» YOUR TASK: Begin at the line that has "Target = still water surface" and go through the end of the records, then write those lines out again, requests included. Multiply every coordinate in the answers by 1.5 and round to whole numbers, with halves rounding up.

» MATERIAL FOR THIS EXERCISE:

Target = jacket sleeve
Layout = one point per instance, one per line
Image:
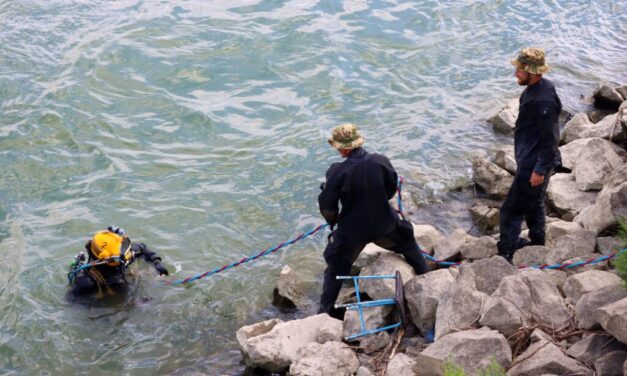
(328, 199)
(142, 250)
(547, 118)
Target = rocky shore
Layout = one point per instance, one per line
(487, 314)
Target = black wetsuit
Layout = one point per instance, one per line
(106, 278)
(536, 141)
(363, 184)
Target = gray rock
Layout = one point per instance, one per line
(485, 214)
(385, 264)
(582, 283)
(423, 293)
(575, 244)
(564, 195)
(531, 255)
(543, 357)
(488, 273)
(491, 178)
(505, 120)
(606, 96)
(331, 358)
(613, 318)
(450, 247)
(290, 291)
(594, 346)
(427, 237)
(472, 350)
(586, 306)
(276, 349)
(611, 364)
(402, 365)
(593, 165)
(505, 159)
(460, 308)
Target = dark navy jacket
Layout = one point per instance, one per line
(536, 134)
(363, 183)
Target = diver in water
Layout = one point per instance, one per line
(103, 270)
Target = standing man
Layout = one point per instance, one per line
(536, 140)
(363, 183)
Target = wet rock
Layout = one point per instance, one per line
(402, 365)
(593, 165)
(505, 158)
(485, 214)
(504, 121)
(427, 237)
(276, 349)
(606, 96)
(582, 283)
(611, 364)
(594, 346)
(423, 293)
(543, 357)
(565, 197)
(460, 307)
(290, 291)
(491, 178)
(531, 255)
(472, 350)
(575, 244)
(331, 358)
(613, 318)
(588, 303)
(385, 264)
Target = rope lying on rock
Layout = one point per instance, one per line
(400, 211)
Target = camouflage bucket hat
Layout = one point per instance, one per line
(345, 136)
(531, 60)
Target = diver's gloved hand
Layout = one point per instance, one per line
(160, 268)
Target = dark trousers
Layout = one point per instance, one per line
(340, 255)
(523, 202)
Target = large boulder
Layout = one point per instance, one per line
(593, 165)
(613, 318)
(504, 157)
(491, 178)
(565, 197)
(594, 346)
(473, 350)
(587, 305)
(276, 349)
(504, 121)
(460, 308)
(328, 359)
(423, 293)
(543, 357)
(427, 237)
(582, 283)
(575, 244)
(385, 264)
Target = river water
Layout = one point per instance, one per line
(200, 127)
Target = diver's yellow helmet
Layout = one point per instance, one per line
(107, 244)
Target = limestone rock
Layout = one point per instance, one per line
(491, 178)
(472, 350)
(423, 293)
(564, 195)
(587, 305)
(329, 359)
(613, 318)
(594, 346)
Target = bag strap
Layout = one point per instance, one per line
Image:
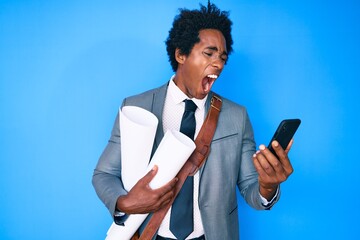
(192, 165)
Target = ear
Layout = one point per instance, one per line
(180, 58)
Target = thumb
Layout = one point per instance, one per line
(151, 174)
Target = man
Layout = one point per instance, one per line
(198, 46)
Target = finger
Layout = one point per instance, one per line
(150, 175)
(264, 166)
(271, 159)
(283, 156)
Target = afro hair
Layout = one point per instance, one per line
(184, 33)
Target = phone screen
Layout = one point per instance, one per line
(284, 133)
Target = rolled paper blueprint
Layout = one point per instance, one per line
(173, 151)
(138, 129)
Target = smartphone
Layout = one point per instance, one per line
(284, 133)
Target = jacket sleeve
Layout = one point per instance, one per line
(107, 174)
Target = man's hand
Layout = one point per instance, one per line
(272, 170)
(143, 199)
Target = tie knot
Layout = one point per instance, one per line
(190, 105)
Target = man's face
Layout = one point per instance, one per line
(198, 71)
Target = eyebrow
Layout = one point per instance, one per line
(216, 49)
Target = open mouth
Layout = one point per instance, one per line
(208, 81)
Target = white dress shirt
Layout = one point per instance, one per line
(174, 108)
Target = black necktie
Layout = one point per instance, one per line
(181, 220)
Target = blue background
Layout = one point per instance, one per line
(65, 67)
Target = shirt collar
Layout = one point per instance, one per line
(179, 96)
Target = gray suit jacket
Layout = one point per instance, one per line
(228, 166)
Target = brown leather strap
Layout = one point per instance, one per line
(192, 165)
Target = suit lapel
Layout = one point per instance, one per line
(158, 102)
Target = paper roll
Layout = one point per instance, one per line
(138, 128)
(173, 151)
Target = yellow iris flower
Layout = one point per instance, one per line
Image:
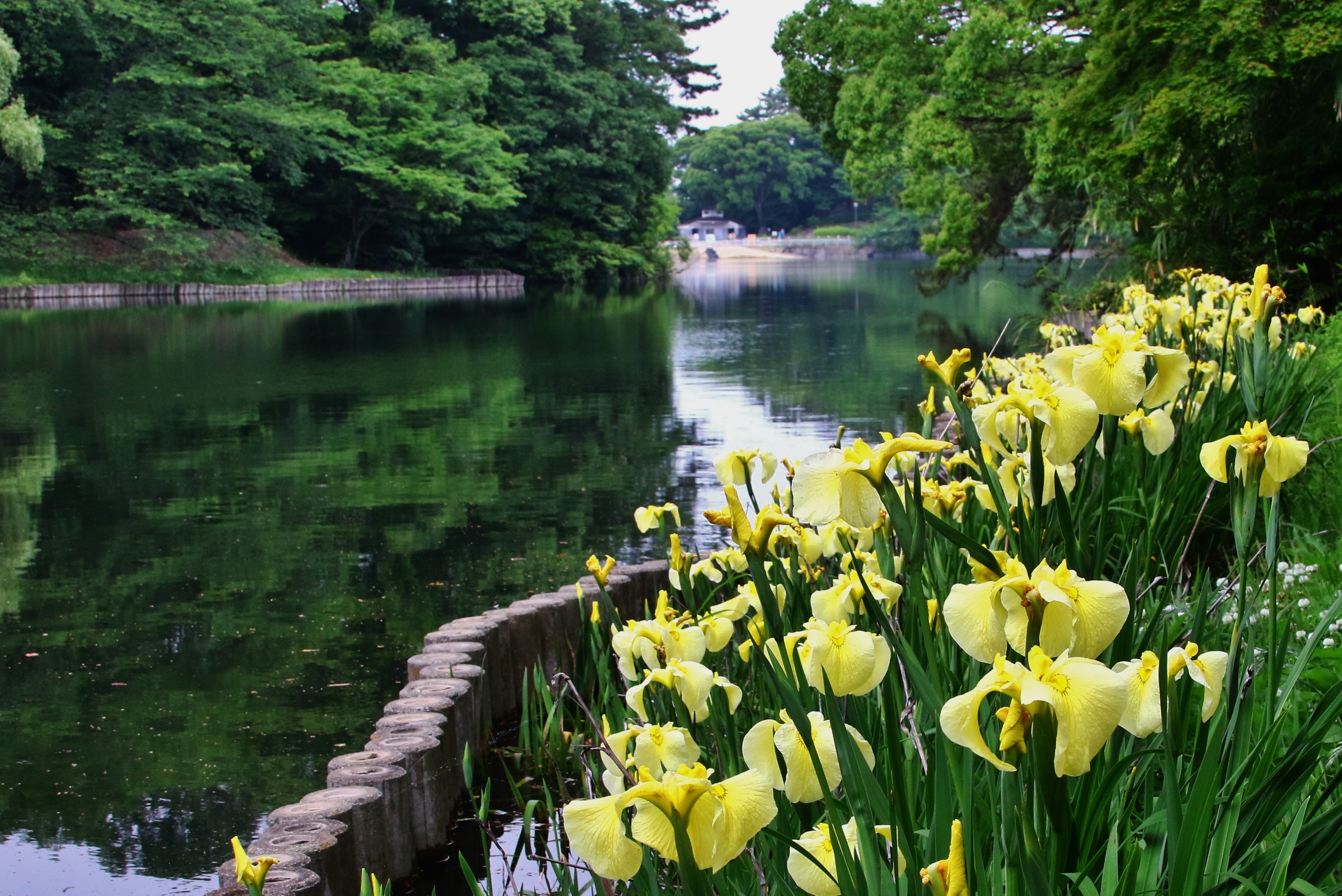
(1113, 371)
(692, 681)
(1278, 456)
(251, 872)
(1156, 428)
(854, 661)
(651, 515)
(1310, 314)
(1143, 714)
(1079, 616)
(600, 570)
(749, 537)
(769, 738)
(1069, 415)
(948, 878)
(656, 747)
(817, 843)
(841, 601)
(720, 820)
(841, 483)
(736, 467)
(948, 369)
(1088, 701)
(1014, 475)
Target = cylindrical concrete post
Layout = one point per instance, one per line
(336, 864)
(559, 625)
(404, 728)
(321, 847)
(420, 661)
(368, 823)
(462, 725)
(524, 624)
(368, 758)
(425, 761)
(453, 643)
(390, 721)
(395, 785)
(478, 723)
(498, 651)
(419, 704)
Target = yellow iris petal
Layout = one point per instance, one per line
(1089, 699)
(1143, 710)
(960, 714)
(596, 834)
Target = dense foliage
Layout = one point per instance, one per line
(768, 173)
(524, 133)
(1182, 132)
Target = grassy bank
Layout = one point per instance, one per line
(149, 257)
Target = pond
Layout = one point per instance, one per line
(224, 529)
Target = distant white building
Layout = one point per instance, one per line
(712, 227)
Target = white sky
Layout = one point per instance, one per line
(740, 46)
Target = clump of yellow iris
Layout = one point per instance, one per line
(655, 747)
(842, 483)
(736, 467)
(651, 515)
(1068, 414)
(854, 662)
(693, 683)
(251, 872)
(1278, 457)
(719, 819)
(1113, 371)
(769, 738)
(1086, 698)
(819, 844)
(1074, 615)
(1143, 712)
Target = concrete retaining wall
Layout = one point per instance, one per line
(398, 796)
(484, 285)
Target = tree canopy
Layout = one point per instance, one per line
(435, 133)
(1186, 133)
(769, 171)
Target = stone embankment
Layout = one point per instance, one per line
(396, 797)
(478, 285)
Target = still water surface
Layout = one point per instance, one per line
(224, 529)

» ANSWER TO THIS EXERCISE:
Target = still water surface
Layout = one point per instance, one per line
(336, 794)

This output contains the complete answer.